▶ _Problems and tasks_
**1.** Summarize the forum thread about bike restorations in two sentences.
**2.** Answer these questions using the forum thread about bike restorations.
(a) What does tripple3 say Marty once let them do?
(b) According to Freqman1, what should restorations be called when people take liberties with them?
(c) What does Bikes62557 say they enjoy more than collecting bikes?
**3.** Carry the forum thread about bike restorations forward from its final line.

# how can one not like restos



## spoker (Apr 20, 2018)




----------



## tripple3 (Apr 20, 2018)

Marty let me ride his for Christmas once. Thanks @cyclingday 
Love this one.


----------



## bikecrazy (Apr 20, 2018)

I don’t like Restos, I love them! Keep them coming!


----------



## GTV (Apr 20, 2018)

To each their own. 

I prefer an original because if I scratch it, which I inevitably will, it only ads character and doesn’t make me sick that I ruined a $$$$ paint job. I feel like that allows me to enjoy it as the original owner did and not be overly paranoid and cautious about damaging something that I’ve sunk a lot of time and money into. 
     Also, no matter how good a resto is, it will never be exactly how it left the factory. Paint may be ever so slightly off, pin stripes not done accurately, or whatever. A lot of restored bikes are over restored, having a level of perfection that wasn’t possible on an assembly line. Flaws equal character, and that’s what is important to me. You do what’s important to you.


----------



## Driftpr (Apr 20, 2018)




----------



## Freqman1 (Apr 20, 2018)

If they are done correctly I like them--this means factory colors correctly applied e.g. no base coat/clear coat, correct parts and hardware, etc... . I don't particularly care for them when people take liberties--these are called customs, refurbished or whatever but not restorations. I know we are beating a dead horse here but that's my take. V/r Shawn


----------



## Bikes62557 (Apr 20, 2018)

There are Bikes out there that their condition is well past "Patina" (maybe brush painted that destroyed the originality) and are only good for scrap or be cannibalized for parts. That is the ones I like to bring back to as new as possible. It is hard not to over restore if you do not keep in mind what you want it to be. You can try to make an example of what the Factory made or the shiniest Bike at the Show. I prefer the close to Original as possible route. I also like Original bikes but I enjoy the work it takes to redo a bike more than collecting bikes. We all have our work to do, restore what needs restored and preserve what needs to be preserved and respect anyone who does either.  Thanks for the CABE


----------



## barneyguey (Apr 20, 2018)

▶ _Dataset excerpt_
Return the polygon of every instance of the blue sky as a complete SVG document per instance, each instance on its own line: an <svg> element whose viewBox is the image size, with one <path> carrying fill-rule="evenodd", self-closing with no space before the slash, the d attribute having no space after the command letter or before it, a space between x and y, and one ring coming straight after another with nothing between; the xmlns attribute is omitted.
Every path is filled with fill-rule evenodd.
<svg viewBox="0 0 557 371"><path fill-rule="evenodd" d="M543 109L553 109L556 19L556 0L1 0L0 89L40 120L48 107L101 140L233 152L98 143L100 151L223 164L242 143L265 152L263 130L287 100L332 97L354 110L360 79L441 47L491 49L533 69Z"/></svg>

▶ _Exercise results_
**1.** Forum members share their views on restored bikes: one says they love restos, while another prefers originals because a scratch only adds character and no restoration will ever be exactly how the bike left the factory. Others like restorations when they are done correctly with factory colors and correct parts, and one member prefers bringing bikes that are beyond patina back as close to original as possible while respecting anyone who restores or preserves.

**2.**
(a) Marty let tripple3 ride his bike once for Christmas.
(b) They should be called customs, refurbished, or whatever, but not restorations.
(c) They enjoy the work it takes to redo a bike.

**3.**
Freqman1 said:


> If they are done correctly I like them--this means factory colors correctly applied e.g. no base coat/clear coat, correct parts and hardware, etc... . I don't particularly care for them when people take liberties--these are called customs, refurbished or whatever but not restorations. I know we are beating a dead horse here but that's my take. V/r Shawn



They're only original once.


----------



## 49autocycledeluxe (Apr 20, 2018)

I like to have fun with old stuff. old bikes included. don't worry about correct or too nice of a paint job. my 49 B-6 was brush painted red over original blue and white. it was totally rusted to poop underneath, with big pits where the tank must have held dirt. going to some day paint it black and crème, and I have added all the fenders and stuff that it did not have when I got it 30 years ago. base coat/clear coat and buffed to perfection. "over restored". maybe even get stuff chromed. I wouldn't repaint a nice original... or even a crummy original. I don't think I'd buy another bike to "restore", this will be the only one. my next bike will be an original bike with all the parts.


----------



## oldy57 (Apr 20, 2018)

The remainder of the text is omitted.